**Objectif A**
Recopiez sans rien modifier le passage du texte support qui commence par « Par rapport à » et se poursuit jusqu'à « paquet de mecs. ».
**Objectif B**
Répondez brièvement à ces questions sur le texte support.
(i) Quel nom portait la bande de la personne interrogée à Issoire ?
(ii) Comment s'appelait le chef de la bande de la Bastille ?
(iii) Près de quels manèges de la fête foraine la bande se donnait-elle rendez-vous ?

**Texte support**
☆ ☆ ☆ ☆ ☆ ☆ ☆
Marlon Brando dans L'Équipée Sauvage, 1953.

Du coup, à Issoire, vous aviez une bande ?
Oui, on s'appelait Les Croix Blanches et on était une dizaine. Il y avait des épreuves pour entrer dans la bande. Ça pouvait être piquer le képi d'un flic, ou monter en haut d'une grue, ou encore se mettre à l'angle d'une rue et surgir quand une voiture arrive – ce genre de trucs. Il y avait des bandes bien plus dures que nous, comme la bande de la Bastille, à Paris. Le chef de bande s'appelait Tarzan, un mec avec une gueule de gitan. Pour une épreuve, ils ont piqué un car de police.

C'était violent ?
Par rapport à la violence d'aujourd'hui ? Que dalle. Des mecs me disent que c'était aussi violent que maintenant, mais c'est des conneries. Dans ma région, lors d'une fête foraine, il y a quand même eu un mort – un type a éclaté le foie d'un autre, à coups de poing. À Paris, il y a eu quelques histoires de blousons noirs avec un ou deux morts, mais pas plus. Après, il y avait pas mal de bagarres entre bandes, parfois opposant une quarantaine de mecs. On se roulait dans la farine, ça shootait un peu. Mais de ce que j'ai vu, personnellement, il n'y a jamais rien eu de grave. Même à Paris, pour le concert de Vince Taylor, on retient quoi ? Des yeux au beurre noir, une épaule luxée, trois fois rien. Pourtant, il y avait un paquet de mecs.

Vous traîniez dans quels coins ?
On se donnait rendez-vous à la fête foraine, mais seulement aux deux manèges qui passaient du rock à fond : la chenille et les autos-tamponneuses. La chenille, à l'époque, ce n'était pas la même chose. Aujourd'hui, tu as la barre de sécurité, tu n'as pas intérêt à bouger. Mais avant on pouvait faire ce qu'on voulait, et notre truc, c'était de rester debout, bourré, les pouces dans le jean, et de suivre le mouvement sans se casser la gueule. On montait aussi en route. Jamais le mec t'aurait dit d'arrêter, il laissait faire. Il y avait un côté très libre – à l'époque, personne ne semblait avoir compris que ça aurait pu être dangereux. Avec nos chiottes, on suivait la fête foraine, qui se déplaçait de bled en bled.
☆ ☆ ☆ ☆ ☆ ☆ ☆
**Données fournies**
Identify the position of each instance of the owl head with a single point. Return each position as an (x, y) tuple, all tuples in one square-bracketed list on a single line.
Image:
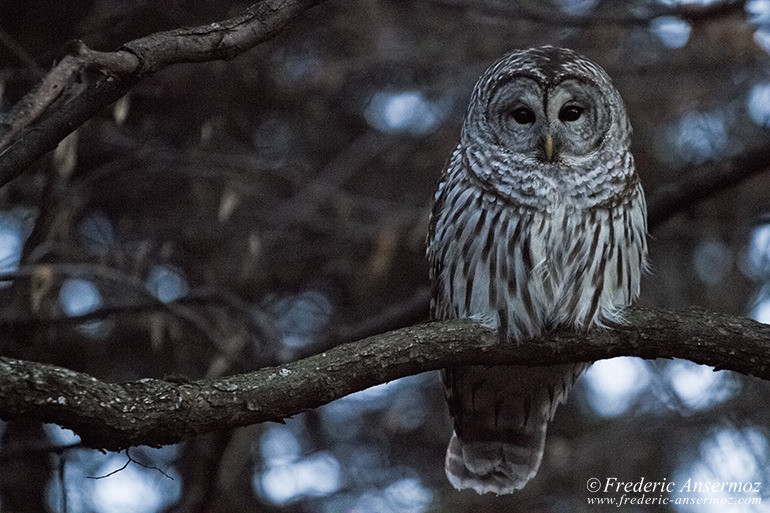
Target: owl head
[(547, 107)]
☆ ☆ ☆ ☆ ☆ ☆ ☆
**Réponse rédigée A**
Par rapport à la violence d'aujourd'hui ? Que dalle. Des mecs me disent que c'était aussi violent que maintenant, mais c'est des conneries. Dans ma région, lors d'une fête foraine, il y a quand même eu un mort – un type a éclaté le foie d'un autre, à coups de poing. À Paris, il y a eu quelques histoires de blousons noirs avec un ou deux morts, mais pas plus. Après, il y avait pas mal de bagarres entre bandes, parfois opposant une quarantaine de mecs. On se roulait dans la farine, ça shootait un peu. Mais de ce que j'ai vu, personnellement, il n'y a jamais rien eu de grave. Même à Paris, pour le concert de Vince Taylor, on retient quoi ? Des yeux au beurre noir, une épaule luxée, trois fois rien. Pourtant, il y avait un paquet de mecs.

**Réponse rédigée B**
(i) Les Croix Blanches.
(ii) Tarzan.
(iii) La chenille et les autos-tamponneuses.